Start of Record list
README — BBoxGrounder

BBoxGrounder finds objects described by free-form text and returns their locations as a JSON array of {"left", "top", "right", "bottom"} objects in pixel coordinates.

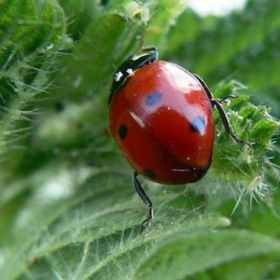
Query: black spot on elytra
[
  {"left": 119, "top": 124, "right": 128, "bottom": 140},
  {"left": 145, "top": 92, "right": 162, "bottom": 106},
  {"left": 191, "top": 116, "right": 207, "bottom": 134},
  {"left": 143, "top": 169, "right": 156, "bottom": 179}
]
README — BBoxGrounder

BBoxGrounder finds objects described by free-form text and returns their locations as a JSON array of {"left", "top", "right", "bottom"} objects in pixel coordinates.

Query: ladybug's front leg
[
  {"left": 132, "top": 171, "right": 154, "bottom": 233},
  {"left": 195, "top": 75, "right": 252, "bottom": 147},
  {"left": 212, "top": 99, "right": 251, "bottom": 147}
]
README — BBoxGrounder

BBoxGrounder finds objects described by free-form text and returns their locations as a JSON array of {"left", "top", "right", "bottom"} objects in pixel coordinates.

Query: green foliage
[{"left": 0, "top": 0, "right": 280, "bottom": 280}]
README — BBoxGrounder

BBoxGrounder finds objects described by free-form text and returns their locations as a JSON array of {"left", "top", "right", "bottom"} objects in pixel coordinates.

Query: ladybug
[{"left": 108, "top": 47, "right": 250, "bottom": 231}]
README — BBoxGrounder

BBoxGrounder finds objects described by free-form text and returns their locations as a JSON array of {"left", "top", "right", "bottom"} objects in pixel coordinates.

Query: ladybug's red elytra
[{"left": 109, "top": 47, "right": 250, "bottom": 231}]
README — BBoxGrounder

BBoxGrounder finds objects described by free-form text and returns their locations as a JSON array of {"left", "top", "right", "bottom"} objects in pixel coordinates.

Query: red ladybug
[{"left": 109, "top": 47, "right": 249, "bottom": 230}]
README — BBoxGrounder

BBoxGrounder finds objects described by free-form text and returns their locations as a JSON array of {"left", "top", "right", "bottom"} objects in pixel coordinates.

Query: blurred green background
[{"left": 0, "top": 0, "right": 280, "bottom": 280}]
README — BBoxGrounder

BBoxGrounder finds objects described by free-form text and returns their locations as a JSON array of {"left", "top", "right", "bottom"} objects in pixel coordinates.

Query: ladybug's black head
[{"left": 108, "top": 46, "right": 158, "bottom": 104}]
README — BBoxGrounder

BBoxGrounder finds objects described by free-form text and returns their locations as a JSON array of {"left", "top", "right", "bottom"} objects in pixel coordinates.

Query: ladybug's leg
[
  {"left": 132, "top": 171, "right": 154, "bottom": 232},
  {"left": 195, "top": 75, "right": 251, "bottom": 147},
  {"left": 212, "top": 99, "right": 251, "bottom": 147}
]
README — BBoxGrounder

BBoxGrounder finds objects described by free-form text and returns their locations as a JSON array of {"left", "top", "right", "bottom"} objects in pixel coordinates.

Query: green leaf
[{"left": 135, "top": 231, "right": 280, "bottom": 280}]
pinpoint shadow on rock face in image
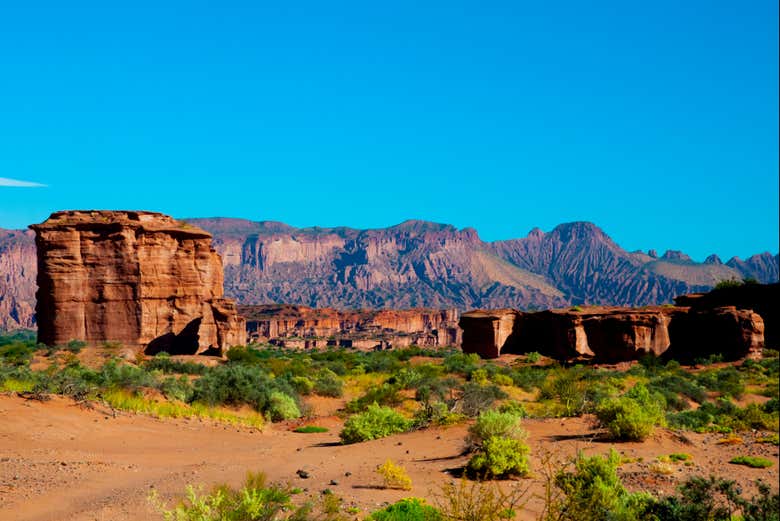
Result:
[144,318,203,355]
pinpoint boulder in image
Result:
[31,211,246,354]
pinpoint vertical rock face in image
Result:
[460,309,521,358]
[0,229,36,331]
[239,304,460,349]
[31,211,246,354]
[460,300,764,363]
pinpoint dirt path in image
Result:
[0,396,778,521]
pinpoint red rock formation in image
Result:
[239,305,460,349]
[460,309,520,358]
[0,229,36,331]
[667,306,764,362]
[31,211,245,353]
[460,307,764,363]
[674,282,780,349]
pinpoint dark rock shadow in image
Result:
End of Record list
Exercise instructions —
Reproduce as a numbered list the lines of the data beginning at the line that contains "pinpoint boulder in image" and continuing through the final line of the data, omitting any blank lines.

Solution to this exercise —
1. pinpoint boulder in image
2. Result:
3. [31,211,246,354]
4. pinpoint vertical rock face in image
5. Result:
6. [460,309,521,358]
7. [0,229,36,331]
8. [239,304,460,349]
9. [31,211,246,354]
10. [460,300,764,363]
11. pinpoint dirt path in image
12. Result:
13. [0,396,778,521]
14. pinpoint red rock formation in image
15. Result:
16. [239,305,460,349]
17. [460,309,520,358]
18. [0,229,36,331]
19. [667,306,764,362]
20. [31,211,245,353]
21. [460,307,764,363]
22. [674,282,780,349]
23. pinpoint dark rock shadow in image
24. Result:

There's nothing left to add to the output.